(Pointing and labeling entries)
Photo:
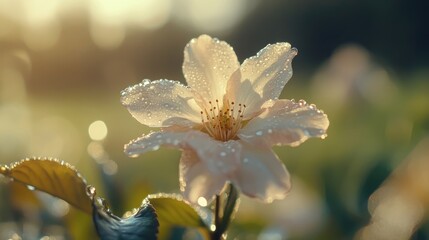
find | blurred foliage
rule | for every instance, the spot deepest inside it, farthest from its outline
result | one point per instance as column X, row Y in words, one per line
column 62, row 66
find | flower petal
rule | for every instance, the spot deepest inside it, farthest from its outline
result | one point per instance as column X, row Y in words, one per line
column 208, row 65
column 196, row 180
column 261, row 174
column 264, row 74
column 285, row 122
column 161, row 103
column 218, row 157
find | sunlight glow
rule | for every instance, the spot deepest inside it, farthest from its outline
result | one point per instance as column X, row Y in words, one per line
column 97, row 130
column 202, row 202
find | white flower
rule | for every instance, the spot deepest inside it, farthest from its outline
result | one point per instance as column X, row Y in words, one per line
column 226, row 120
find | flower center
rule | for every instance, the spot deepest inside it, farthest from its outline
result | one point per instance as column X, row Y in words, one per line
column 223, row 123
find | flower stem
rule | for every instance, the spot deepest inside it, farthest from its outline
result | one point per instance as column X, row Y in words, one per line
column 222, row 220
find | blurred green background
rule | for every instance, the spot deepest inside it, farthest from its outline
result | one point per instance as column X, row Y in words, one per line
column 63, row 64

WHAT TO DO » Locate "find | flower petal" in the data above. Then repeat, exactly, its line and each line after it through the last, adding nothing.

COMPLETE ANSWER »
find | flower petal
rule | for every instance, the spot deepest inside it, farthest from its outline
result | one point per instance as column X, row Y in words, one per line
column 208, row 65
column 196, row 180
column 261, row 174
column 264, row 74
column 285, row 122
column 161, row 103
column 218, row 157
find | sunlight glow
rule | for every instance, the spot deepest inside it, farthest from its outline
result | one point per instance as column X, row Y in words, one per line
column 97, row 130
column 202, row 202
find | white flower
rule | for every instance, the spot deepest inside it, farthest from its outline
result | one point per instance as column X, row Y in words, one per line
column 226, row 120
find | flower center
rule | for every instance, the spot deepest inside it, farthest from its outline
result | one point per instance as column X, row Y in words, one per line
column 223, row 123
find | flower stem
rule | for every instance, the spot deepest inside it, farthest from its outline
result | one point per instance as column X, row Y in words, one per line
column 222, row 220
find | blurred green background
rule | for every instance, the spot deepest inside it, farthest from its outline
result | one point per instance as column X, row Y in words, one per line
column 63, row 64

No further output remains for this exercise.